Extract to read »
# Source for roof vents?



## riderdan (Jan 2, 2014)

I've been wandering aimlessly around the internet looking for scale roof vents, but haven't found any that seem to work for G. I've seen any number of HO and O scale vents, but almost nothing that's an appropriate size for 1:24 / 1:22.5. I thought that perhaps the "garage diorama" people would sell these, but so far no luck.

I'm specifically interested in the "whirly bird" type... though I'd settle for some "bin" type vents, too.


----------



## Garratt (Sep 15, 2012)

They would be difficult to make by hand but you could use a modified Dremel type ball deburring tool as a master and make a silicone mold. The one below is is 5/16 ball so perhaps a little small for 1:24. I'm sure they come larger though.










The larger ones look just the part but probably very expensive... Just a thought.










Andrew


----------



## Naptowneng (Jun 14, 2010)

Maybe...

http://www.ozarkminiatures.com/scripts/prodView.asp?idproduct=24011

Jerry


----------



## d_sinsley (Mar 29, 2011)

Garratt said:


> They would be difficult to make by hand but you could use a modified Dremel type ball deburring tool as a master and make a silicone mold. The one below is is 5/16 ball so perhaps a little small for 1:24. I'm sure they come larger though.

Given task A » Write out the part of the roof vent thread from "## riderdan (Jan" to "(Sep 15, 2012)".
Given task B » List every username that appears as a post heading in the roof vent thread.
Rely solely on the roof vent thread for what comes next.

Rows »
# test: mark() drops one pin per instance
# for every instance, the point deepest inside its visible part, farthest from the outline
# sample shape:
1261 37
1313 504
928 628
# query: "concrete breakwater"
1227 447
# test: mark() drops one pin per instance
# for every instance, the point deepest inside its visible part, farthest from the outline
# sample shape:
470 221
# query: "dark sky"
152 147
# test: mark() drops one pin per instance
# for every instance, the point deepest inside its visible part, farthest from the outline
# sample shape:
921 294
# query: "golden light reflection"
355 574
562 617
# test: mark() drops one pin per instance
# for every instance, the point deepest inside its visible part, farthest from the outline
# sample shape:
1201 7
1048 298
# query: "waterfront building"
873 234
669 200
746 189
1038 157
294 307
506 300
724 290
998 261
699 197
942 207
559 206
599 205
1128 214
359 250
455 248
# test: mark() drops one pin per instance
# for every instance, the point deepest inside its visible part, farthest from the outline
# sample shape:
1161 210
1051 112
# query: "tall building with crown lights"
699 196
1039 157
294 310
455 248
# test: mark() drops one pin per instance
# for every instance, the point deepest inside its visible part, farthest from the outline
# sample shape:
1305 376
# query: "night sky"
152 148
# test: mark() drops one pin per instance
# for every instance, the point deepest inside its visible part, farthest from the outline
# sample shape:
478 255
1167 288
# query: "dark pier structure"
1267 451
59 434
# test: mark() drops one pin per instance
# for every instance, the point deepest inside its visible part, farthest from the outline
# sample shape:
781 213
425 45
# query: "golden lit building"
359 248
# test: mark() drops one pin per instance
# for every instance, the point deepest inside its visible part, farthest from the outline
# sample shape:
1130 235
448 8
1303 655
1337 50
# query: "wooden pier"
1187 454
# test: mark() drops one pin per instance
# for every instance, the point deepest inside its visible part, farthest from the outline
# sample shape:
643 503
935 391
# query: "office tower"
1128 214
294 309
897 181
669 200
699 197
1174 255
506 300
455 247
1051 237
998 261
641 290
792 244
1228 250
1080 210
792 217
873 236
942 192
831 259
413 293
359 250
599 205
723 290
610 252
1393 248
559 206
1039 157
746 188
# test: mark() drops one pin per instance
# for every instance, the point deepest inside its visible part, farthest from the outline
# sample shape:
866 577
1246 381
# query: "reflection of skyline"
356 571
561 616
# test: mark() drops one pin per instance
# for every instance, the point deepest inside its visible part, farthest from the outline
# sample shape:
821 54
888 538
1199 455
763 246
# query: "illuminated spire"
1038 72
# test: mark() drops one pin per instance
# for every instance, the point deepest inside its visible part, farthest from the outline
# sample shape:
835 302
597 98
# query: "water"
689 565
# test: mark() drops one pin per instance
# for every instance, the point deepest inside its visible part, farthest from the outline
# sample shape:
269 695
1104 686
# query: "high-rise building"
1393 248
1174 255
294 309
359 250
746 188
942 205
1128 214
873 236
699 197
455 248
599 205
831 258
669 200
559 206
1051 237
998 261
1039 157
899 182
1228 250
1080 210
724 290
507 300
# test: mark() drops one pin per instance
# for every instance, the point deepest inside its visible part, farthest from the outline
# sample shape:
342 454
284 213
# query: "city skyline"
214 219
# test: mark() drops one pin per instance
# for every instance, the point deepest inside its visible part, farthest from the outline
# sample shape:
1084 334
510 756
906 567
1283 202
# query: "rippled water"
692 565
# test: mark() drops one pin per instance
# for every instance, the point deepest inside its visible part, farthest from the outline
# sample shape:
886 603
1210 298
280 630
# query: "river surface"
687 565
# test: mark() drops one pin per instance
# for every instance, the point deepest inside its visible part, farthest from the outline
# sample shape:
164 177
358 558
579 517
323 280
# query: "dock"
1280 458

Task answer A »
## riderdan (Jan 2, 2014)

I've been wandering aimlessly around the internet looking for scale roof vents, but haven't found any that seem to work for G. I've seen any number of HO and O scale vents, but almost nothing that's an appropriate size for 1:24 / 1:22.5. I thought that perhaps the "garage diorama" people would sell these, but so far no luck.

I'm specifically interested in the "whirly bird" type... though I'd settle for some "bin" type vents, too.


----------



## Garratt (Sep 15, 2012)

Task answer B » riderdan, Garratt, Naptowneng, d_sinsley